▶ What you need to do: Rename "Objective" to "Goal" in everything from the start of the entries down to the line containing "[[347, 13]]", keeping the rest unchanged, and omit the pictures from your answer.

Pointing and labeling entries
**********

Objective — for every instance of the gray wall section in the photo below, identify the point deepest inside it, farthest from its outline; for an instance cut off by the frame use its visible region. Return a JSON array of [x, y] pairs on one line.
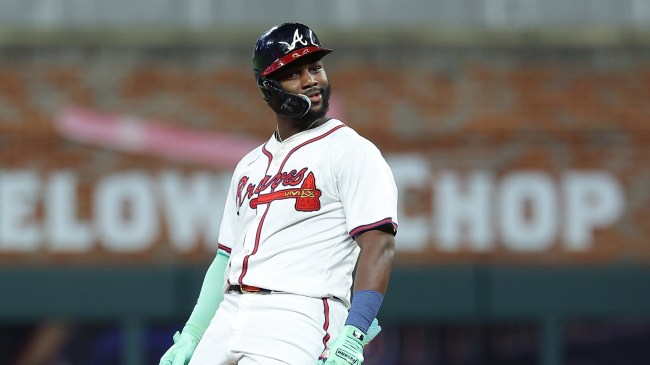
[[347, 13]]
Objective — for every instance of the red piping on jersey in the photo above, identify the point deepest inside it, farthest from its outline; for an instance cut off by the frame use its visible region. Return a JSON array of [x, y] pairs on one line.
[[367, 227], [224, 248], [270, 157], [326, 324], [257, 235]]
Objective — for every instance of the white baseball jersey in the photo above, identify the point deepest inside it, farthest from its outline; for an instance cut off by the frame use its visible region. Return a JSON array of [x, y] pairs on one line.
[[294, 207]]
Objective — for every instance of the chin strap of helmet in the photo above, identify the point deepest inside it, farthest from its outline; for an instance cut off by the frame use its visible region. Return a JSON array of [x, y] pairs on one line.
[[282, 102]]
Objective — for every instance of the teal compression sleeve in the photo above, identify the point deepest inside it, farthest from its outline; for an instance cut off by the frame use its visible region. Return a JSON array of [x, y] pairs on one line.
[[209, 298]]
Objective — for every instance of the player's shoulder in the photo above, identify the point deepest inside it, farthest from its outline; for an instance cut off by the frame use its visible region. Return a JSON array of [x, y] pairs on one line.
[[347, 138], [250, 157]]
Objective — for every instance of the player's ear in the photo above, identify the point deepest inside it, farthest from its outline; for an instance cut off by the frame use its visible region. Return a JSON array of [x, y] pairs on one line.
[[282, 102]]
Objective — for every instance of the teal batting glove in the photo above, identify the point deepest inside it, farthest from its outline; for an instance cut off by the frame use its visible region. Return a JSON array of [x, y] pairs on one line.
[[181, 351], [347, 348]]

**********

▶ Task output:
Goal — for every instance of the gray wall section in the photo below, identify the point deepest inside it, farthest from its outline; for an instance cut off by the frame use its visible region. Return a JSON array of [x, y] pairs on one line.
[[347, 13]]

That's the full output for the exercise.